*TASK INSTRUCTIONS*
[a] From the text on crypto Oracles, list each phrase that tells what an Oracle is or does in crypto. Leave out the ancient Greek sense.
[b] Write the next part of the text on crypto Oracles, picking up after its last sentence.

The guiding framework of this series is to eliminate the use of jargon and to break down crypto concepts into the simplest possible terms. These explanations are intended to form the basis of a sound introduction into the world of blockchain and cryptocurrency.
In ancient Greece, an Oracle was some-one who could read or interpret the future or the will of the gods and provide guidance to navigating whatever lay ahead. In terms of crypto, an Oracle provides a blockchain with information that facilitates a decision within a smart contract. The if A then B structure of a smart contract requires independently verifiable data in order to execute. A blockchain cannot, in itself, access real-world data but only interpret it. An Oracle, therefore, is the source that provides the information required in order for the terms and conditions of the contract to be assessed and carried out.
The blockchain which hosts a smart contract is the record keeper – the Oracle is the supplier of those records. The importance of the reliability of the supplier is obvious. If a smart contract draws information from a biased or compromised source it will nonetheless execute. The data supplied to the contract could be anything from a temperature reading to airline departure times depending on the requirements of the particular contract.

*MATERIAL*
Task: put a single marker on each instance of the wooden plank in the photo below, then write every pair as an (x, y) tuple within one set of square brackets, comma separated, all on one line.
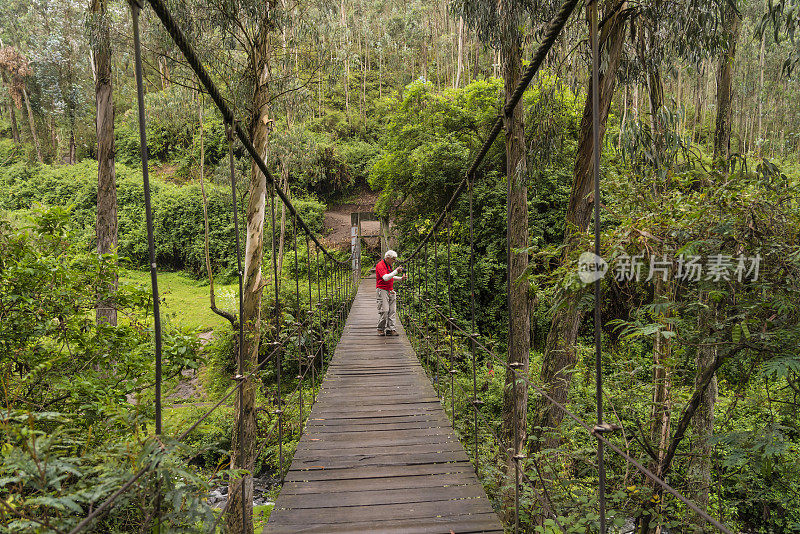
[(389, 512), (367, 473), (379, 454), (377, 484), (483, 523), (382, 497)]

*RESULTS IN ORDER*
[a]
- It provides a blockchain with information that facilitates a decision within a smart contract.
- It is the source that provides the information required for the terms and conditions of the contract to be assessed and carried out.
- It is the supplier of the records kept by the blockchain that hosts a smart contract.

[b]
The primary challenge with Oracles is the requirement of trust – unlike a blockchain transaction – Oracles supply information which the blockchain itself cannot independently verify – it simply reacts to that data. Simply nominating a centralized authority to interpret the ‘correctness’ of information wouldn’t in itself, address the requirements of verification as that authority could and, in some cases, certainly would alter data to their own benefit.
In truth, managing this relationship between an immutable blockchain, automated smart contracts and external sources of reliable information is still in early development and the key impediment to the general rollout of smart contracts throughout the wider economy.
As it stands, a number of projects, such as Chainlink and Augur are working on creating a decentralized bridge between external suppliers of data and the blockchains into which they feed. When discussing blockchain with a skeptic, it is this area where the tech still needs years of development and where they may have a point.
Thanks for listening.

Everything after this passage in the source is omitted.